▶ **出典テキスト**:
【史蹟】丹比廃寺跡(堺市美原区)

丹比廃寺跡

「丹比廃寺跡(たんぴはいじあと)」は、大阪府堺市美原区多治井にある古代寺院の跡です。丹比廃寺は堺市美原区の北東部、東除川左岸(西岸)の中位段丘上にあったとされる大寺院ですが、今は面影もありません。しかし発掘調査では瓦なども発見され、特に塔の跡は「丹比廃寺塔跡」として大阪府の史跡に指定されています。

丹比廃寺の創建年は不詳ですが、古代には河内国丹比郡(たじひのこおり。多治井、多治比、多遅比とも)の一部であった当地を根拠地としていた丹比氏(たじひうじ)が建立した氏寺と考えられています(時代により別系統の丹比氏が治めていたようです。詳しくは下記リンク先の記事参照)。

丹比氏の氏寺が廃寺となった後、弘仁年間(810~824年)には、弘法大師空海によって真言宗の医王山徳泉寺(徳専寺とも)が開創されたといわれていますが、正平年間(1346~1370年)に楠木正行と細川顕氏が戦った藤井寺合戦の際に焼失。その後、同寺は再興されましたが、天正年間(1573~1592年)に松永久秀が徳泉寺の伽藍を破却したうえで徳泉寺城を築城。しかし、松永久秀の敗退に伴い廃城となりました。天和年間(1681~1684年)に僧快円が徳泉寺を再興したとされますが、これも1939年(昭和14年)に焼失し、以後は再建されていません。

丹比廃寺跡の現状は、東西に延びる市道を挟んで高さ約1.2mの基壇状の高まりが南北に残っていますが、これは寺院跡を横断するように市道が建設されたためと思われます。現在は塔心礎の他、石灯籠や宝篋印塔、石碑、地蔵堂、小社などがあります。

なお、周辺には丹比氏と関わりが指摘されている黒姫山古墳丹比神社(たんぴじんじゃ)があります。

▶ **作業指示 1**: 丹比廃寺跡の解説文を2文で要約してください。
▶ **作業指示 2**: 丹比廃寺跡の解説文を、最後の文に続けて書き足してください。
以下の行は、丹比廃寺跡の解説文とは無関係です。

▶ **抽出データ**:
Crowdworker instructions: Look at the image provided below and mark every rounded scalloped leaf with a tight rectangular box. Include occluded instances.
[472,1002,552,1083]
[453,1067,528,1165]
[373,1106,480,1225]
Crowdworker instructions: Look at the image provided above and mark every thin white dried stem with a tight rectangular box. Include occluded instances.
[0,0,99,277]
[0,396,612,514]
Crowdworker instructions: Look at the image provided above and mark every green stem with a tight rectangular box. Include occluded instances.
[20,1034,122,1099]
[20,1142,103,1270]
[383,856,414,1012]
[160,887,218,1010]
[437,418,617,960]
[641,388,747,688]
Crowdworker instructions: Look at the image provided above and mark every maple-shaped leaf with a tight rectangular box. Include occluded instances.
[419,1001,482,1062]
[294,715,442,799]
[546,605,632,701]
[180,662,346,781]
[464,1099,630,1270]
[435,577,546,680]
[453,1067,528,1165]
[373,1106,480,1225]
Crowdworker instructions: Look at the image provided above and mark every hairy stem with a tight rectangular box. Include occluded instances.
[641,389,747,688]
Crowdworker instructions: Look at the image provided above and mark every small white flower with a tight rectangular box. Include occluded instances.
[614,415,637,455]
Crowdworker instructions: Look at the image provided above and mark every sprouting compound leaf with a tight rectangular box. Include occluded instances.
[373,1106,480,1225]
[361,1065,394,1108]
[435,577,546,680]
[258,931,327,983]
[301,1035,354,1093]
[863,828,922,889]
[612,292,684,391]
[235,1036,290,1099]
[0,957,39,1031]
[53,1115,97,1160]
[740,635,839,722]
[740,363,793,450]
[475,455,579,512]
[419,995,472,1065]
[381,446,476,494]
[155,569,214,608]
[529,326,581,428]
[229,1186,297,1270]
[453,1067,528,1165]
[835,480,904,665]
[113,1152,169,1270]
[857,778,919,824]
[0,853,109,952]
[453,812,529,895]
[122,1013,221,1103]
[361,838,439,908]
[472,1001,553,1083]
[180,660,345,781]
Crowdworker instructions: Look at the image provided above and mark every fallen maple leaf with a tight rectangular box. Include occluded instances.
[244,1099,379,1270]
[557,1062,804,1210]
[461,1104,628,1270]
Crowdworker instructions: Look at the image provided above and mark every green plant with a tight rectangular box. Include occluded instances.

▶ **回答 1**: 丹比廃寺跡は大阪府堺市美原区多治井にある古代寺院の跡で、丹比氏が建立した氏寺と考えられており、塔の跡は「丹比廃寺塔跡」として大阪府の史跡に指定されています。廃寺後には空海が開創したといわれる徳泉寺が焼失や破却、再興を経ましたが、1939年の焼失以後は再建されておらず、現在は塔心礎や石灯籠などが残っています。

▶ **回答 2**:
●丹比廃寺跡について詳しくは →https://kininarugou.blogspot.com/2021/03/tanpidilapidatedtempleruin.html


アクセス

南阪奈道の高架下、「小平尾西」交差点から南に進み、突き当りを右折。西に約450mです。阪和自動車道高架下の府道36号「美原北小南」交差点からは南に進み、約450m先の交差点を左折。道なりに750mほど進むと道路沿いに廃寺跡があります(堺市立美原体育館や多治井運動場の100m少々東)。見学者用駐車場はありません。

公共交通機関では、近鉄南大阪線「河内松原」駅や「恵我ノ荘」駅前などから近鉄バスを利用し「大阪橋」バス停下車。約100m南の信号のある交差点を右折すると300mほど先に廃寺跡があります。


2021年2月撮影

丹比廃寺跡(堺市美原区)

丹比廃寺跡(堺市美原区)

丹比廃寺跡(堺市美原区)

丹比廃寺跡(堺市美原区)

丹比廃寺跡(堺市美原区)

丹比廃寺跡(堺市美原区)

丹比廃寺跡(堺市美原区)

丹比廃寺跡(堺市美原区)

丹比廃寺跡(堺市美原区)

丹比廃寺跡(堺市美原区)

丹比廃寺跡(堺市美原区)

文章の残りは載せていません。